(Exercise) Copy the lines from the one containing "# test: identify one keypoint per instance of the white rose" through the end of the entries, inclusive, swapping "keypoint" for "point" and leaving everything else unchanged.

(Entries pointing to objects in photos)
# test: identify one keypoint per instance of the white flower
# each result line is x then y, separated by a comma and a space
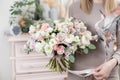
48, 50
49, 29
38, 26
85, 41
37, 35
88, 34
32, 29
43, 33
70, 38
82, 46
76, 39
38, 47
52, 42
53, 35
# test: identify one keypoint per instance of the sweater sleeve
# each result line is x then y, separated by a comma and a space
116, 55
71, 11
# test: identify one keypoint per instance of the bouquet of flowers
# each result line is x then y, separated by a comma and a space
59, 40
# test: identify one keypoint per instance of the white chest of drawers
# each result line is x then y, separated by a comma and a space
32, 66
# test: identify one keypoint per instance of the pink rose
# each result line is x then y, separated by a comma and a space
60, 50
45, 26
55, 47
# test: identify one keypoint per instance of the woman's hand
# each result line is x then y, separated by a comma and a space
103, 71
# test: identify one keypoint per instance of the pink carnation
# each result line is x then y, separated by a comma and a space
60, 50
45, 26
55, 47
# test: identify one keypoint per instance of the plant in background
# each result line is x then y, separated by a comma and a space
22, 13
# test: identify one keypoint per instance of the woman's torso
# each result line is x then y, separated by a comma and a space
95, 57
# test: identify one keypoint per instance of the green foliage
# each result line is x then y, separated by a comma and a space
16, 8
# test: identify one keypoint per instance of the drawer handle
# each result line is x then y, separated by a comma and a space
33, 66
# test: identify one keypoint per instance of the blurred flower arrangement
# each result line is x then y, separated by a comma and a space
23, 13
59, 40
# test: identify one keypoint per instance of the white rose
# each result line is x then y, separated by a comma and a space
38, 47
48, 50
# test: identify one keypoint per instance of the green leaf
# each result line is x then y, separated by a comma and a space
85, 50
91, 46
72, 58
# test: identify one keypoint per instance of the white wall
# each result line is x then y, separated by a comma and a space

(Task answer)
# test: identify one point per instance of the white rose
# each result line is x then y, separated by a comma and a space
38, 47
48, 50
# test: identify one point per instance of the green leaf
# each result line is x then y, separated by a comma and a space
85, 50
91, 46
72, 58
# test: identify one point per instance of the white wall
# each result line is x then y, separated by a comma and a space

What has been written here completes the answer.